**SOURCE EXTRACT:**
AT&T at the time was prevented from selling computer systems, but they were allowed to license and provide UNIX for media costs and with source code to educational establishments, provided the source code was not used for teaching purposes (but the systems could). My University (Durham, England) was running it in 1978 when I first went there, and I believe that they had had it for a year or more.
At the time, there was quite free movement of staff between Bell Labs. and several US Universities, which is how it cam to be running in Berkeley. Berkeley was full of clever bods who produced modifications to the Bell. Labs. code and gave it to other Bell Labs UNIX licensees, again for free (BSD 1 through 2.9). UNIX was very collaborative back then, and a lot of technology was made available to others, almost like GNU/Linux later became Eventually, there was so many changes that they shipped complete distribution tapes rather than patches, and also ported it to the VAX (and other ports went to Interdata and others). This became BSD 3.

**Dataset entries:**
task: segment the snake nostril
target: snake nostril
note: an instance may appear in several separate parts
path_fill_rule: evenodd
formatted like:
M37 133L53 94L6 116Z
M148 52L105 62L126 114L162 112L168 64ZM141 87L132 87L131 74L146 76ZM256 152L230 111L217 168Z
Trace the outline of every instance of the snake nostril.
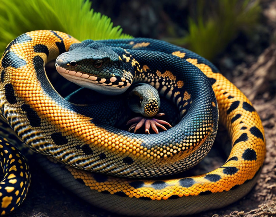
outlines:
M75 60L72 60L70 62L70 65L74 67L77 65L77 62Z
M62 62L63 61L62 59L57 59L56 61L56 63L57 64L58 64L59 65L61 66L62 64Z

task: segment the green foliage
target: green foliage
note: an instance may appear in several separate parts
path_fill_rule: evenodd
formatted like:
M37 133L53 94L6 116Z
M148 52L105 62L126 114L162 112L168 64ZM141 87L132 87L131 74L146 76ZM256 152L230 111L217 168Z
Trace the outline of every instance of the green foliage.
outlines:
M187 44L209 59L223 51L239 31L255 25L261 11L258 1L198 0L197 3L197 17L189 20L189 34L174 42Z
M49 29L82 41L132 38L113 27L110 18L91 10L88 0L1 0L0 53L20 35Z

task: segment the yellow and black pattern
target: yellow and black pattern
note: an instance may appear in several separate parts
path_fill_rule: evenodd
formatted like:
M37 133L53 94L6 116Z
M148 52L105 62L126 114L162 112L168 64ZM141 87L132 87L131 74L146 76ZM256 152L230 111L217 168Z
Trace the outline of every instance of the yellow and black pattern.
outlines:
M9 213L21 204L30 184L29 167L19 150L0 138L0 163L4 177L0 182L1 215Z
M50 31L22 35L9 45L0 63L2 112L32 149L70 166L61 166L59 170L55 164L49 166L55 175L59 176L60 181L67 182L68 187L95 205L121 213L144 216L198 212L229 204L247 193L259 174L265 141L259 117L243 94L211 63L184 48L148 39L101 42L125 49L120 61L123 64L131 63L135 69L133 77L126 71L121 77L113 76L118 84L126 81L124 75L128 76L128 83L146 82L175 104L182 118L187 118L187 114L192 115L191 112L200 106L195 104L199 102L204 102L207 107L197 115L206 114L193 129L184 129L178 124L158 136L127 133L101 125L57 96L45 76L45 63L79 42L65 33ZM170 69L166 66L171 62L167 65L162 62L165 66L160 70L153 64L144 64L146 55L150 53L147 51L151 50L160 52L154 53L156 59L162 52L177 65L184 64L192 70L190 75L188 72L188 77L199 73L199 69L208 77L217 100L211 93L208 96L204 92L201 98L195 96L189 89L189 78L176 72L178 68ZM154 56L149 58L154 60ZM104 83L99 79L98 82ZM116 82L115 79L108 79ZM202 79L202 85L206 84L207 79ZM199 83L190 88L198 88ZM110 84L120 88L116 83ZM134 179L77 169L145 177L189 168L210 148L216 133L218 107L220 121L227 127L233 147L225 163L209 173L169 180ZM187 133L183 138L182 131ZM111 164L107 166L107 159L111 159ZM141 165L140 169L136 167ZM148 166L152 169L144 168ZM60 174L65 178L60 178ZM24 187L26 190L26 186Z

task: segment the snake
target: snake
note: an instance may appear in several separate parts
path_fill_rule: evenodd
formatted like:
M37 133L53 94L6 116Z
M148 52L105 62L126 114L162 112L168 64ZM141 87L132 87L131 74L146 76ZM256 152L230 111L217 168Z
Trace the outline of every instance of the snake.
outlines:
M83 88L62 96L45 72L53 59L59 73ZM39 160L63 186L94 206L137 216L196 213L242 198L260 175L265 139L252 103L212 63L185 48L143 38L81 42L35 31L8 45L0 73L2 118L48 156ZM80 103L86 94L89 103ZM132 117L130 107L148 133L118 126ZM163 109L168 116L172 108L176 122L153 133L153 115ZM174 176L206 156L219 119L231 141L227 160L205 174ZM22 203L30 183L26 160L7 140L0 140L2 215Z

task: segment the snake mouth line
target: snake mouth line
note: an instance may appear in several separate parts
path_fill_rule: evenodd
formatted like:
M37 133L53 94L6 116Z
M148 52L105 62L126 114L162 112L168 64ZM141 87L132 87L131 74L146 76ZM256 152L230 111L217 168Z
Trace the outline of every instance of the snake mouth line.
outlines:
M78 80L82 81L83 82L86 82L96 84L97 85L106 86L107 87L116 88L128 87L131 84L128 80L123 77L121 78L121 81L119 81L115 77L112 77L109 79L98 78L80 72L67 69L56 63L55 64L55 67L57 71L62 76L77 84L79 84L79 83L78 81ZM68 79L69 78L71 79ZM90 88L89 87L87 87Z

* * *

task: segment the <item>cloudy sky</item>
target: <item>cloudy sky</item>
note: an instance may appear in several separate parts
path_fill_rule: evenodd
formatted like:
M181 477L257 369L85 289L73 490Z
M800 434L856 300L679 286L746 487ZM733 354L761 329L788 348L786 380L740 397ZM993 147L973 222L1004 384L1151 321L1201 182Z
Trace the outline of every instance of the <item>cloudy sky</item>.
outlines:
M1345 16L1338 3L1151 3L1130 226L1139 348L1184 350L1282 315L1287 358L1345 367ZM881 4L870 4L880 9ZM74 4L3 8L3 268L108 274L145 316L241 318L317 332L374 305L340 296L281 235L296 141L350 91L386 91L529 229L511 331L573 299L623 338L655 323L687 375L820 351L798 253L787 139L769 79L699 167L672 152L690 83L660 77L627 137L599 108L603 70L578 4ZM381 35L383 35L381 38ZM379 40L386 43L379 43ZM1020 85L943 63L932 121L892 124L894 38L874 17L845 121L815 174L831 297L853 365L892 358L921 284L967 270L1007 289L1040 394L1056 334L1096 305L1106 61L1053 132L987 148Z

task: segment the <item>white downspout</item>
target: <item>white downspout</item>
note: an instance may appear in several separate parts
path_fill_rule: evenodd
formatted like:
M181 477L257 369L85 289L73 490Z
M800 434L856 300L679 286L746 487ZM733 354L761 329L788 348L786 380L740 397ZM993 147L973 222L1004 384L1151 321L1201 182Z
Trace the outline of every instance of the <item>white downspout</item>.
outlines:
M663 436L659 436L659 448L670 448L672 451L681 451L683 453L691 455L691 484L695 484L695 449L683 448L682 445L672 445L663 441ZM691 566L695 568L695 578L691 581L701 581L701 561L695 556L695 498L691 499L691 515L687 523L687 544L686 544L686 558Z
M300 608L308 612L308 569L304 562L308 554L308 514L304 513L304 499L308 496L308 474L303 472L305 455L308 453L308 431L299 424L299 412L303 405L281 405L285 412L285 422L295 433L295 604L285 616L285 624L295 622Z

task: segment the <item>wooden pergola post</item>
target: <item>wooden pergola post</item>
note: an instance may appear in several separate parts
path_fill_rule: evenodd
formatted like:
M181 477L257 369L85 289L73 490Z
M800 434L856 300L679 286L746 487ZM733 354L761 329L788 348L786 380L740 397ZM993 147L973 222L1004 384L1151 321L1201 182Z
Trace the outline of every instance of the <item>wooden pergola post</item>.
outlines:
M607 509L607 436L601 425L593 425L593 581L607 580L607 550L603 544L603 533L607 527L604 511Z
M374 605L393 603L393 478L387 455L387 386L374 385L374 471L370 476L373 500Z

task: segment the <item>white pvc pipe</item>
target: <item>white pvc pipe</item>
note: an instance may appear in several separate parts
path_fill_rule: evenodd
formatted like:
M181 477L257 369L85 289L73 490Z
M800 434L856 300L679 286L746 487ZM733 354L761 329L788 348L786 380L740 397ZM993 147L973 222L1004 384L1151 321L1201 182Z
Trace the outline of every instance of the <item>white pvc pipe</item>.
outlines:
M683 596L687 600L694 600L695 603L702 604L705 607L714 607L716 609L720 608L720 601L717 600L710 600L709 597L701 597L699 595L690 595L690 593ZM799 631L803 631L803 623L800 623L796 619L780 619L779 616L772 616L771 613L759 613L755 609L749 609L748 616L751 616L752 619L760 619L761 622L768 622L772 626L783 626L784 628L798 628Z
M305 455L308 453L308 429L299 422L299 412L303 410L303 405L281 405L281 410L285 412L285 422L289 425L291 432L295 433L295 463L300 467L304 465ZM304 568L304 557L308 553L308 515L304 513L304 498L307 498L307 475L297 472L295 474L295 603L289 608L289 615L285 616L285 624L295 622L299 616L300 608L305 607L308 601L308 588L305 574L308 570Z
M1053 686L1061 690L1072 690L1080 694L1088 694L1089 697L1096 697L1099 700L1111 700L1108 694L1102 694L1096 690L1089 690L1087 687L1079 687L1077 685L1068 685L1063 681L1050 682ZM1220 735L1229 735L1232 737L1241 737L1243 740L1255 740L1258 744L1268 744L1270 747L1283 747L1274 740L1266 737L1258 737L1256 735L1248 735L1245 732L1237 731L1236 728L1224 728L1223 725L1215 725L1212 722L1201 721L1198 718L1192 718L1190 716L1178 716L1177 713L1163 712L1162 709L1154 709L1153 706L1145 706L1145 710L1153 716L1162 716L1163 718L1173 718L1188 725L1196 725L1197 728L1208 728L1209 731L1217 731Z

--

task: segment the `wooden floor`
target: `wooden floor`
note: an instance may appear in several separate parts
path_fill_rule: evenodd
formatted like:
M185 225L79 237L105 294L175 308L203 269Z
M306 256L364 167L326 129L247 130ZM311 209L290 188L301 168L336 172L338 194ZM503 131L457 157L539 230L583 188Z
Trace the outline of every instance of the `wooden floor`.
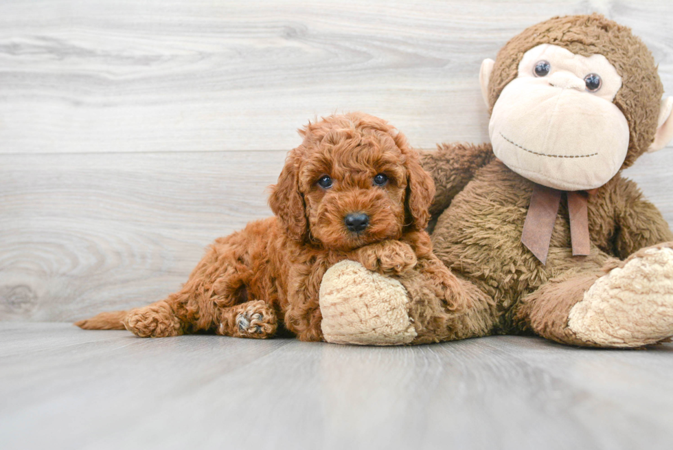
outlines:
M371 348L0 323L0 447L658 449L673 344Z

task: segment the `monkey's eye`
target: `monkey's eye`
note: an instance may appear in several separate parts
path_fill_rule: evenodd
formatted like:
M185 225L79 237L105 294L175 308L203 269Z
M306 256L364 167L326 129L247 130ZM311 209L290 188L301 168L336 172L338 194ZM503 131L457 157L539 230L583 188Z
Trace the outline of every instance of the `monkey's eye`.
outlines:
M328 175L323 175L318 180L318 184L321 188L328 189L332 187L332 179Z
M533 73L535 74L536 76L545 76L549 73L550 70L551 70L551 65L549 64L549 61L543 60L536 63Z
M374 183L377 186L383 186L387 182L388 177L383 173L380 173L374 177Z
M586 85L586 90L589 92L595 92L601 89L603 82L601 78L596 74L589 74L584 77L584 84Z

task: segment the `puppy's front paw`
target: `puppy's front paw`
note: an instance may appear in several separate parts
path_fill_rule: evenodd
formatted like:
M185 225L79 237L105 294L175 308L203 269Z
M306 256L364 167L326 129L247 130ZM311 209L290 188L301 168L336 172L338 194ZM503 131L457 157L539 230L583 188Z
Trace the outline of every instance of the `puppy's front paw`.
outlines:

**ABOUT THIS EXERCISE:** Continue the passage on early UNIX and the BSD releases, picking up after its last sentence.

**ANSWER AREA:**
Some BSD code (like the VM system, fast filesystem, vi and some networking code) made it's way back into AT&T System 3 and System 5, as well as various research versions of AT&T UNIX (such as Edition 8 and beyond), although AT&T had their own cut on networking that was not TCP/IP. When I used R&D UNIX 5.2.3 (which looked a lot more like SVR3 rather than SVR2, including a virtual memory system) in 1986, the IP stack add-on came from Wollongong in Australia, and was officially licensed.
So it is completely untrue that AT&T nicked UNIX from the universities. Early UNIX history is well documented, and I suggest you do some reading.
A good summary.
One more thing: there was some sharing of the Unix sources under "letter agreements" before AT&T legal set up official licensing. Tapes were passed to helpful folks at universities under the simplest of agreements. AT&T's fear was not the loss of their intellectual property, but the wrath of the Justice Department, as they weren't allowed to be in the computer business.
What year is it? And hell, I thought it was an April Fool's article myself until I double checked the date.
Its funny, one of the first articles I ever read on El Reg was on SCO vs The World.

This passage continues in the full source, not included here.